PASSAGE -

•••••

In early September 2019, it was reported that promotion of the film would begin in late September, with makers planning a four-week promotion. On 24 September 2019, the logo of Housefull 4 was revealed.

On 25 September, the makers released the posters of lead casts in every hour spread across from the years 1419 to 2019, for the first time in Indian cinema. The official trailer of the film was released on 27 September 2019 and garnered over 38 million views in 24 hours of its release. The trailer launch event was held at PVR Cinemas, Juhu in Mumbai with the film's cast and crew present at the event. The trailer was launched India, United Kingdom, Australia, and Dubai, becoming the film Indian film to do so. On 7 October 2019, the song "Shaitan Ka Saala"'s launch event was held at Hyderabad, with Akshay Kumar, Kriti Sanon and Pooja Hegde launching the song. In mid October 2019, the entire casts travelled in Indian Railways from Mumbai to Delhi, becoming the first film to do so.

== Release ==

=== Theatrical ===
The film was theatrically released in India on 25 October 2019 during the Diwali festival. The film was released by Fox Star Studios in India.

=== Home media ===
Housefull 4s digital streaming rights were acquired by Disney+ Hotstar. The film started streaming on Disney+ Hotstar from 20 December 2019.

== Reception ==

=== Box office ===
Housefull 4 grossed ₹19.08 crore in India on its opening day. The film had huge opening than its previous films, becoming the highest first day grosser of the series. The film collected ₹37.89 crore in two days of its release. The film grossed ₹53 crore in its opening weekend, becoming one of the highest Diwali release opening weekend grosser. Housefull 4 grossed over ₹100 crore in five days of its release in India.

•••••

Records from a collection
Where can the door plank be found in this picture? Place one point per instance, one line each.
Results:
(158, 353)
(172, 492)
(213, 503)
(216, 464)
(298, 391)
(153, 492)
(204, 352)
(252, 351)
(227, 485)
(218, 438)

•••••

PROBLEMS TO SOLVE -
**1.** According to the Housefull 4 passage, on what date did the film begin streaming on Disney+ Hotstar?
**2.** Rewrite the Housefull 4 passage from "On 25 September, the" to "first film to do so.", putting "release event" in place of "launch event".

ANSWERS -
**1.** 20 December 2019

**2.**
On 25 September, the makers released the posters of lead casts in every hour spread across from the years 1419 to 2019, for the first time in Indian cinema. The official trailer of the film was released on 27 September 2019 and garnered over 38 million views in 24 hours of its release. The trailer release event was held at PVR Cinemas, Juhu in Mumbai with the film's cast and crew present at the event. The trailer was launched India, United Kingdom, Australia, and Dubai, becoming the film Indian film to do so. On 7 October 2019, the song "Shaitan Ka Saala"'s release event was held at Hyderabad, with Akshay Kumar, Kriti Sanon and Pooja Hegde launching the song. In mid October 2019, the entire casts travelled in Indian Railways from Mumbai to Delhi, becoming the first film to do so.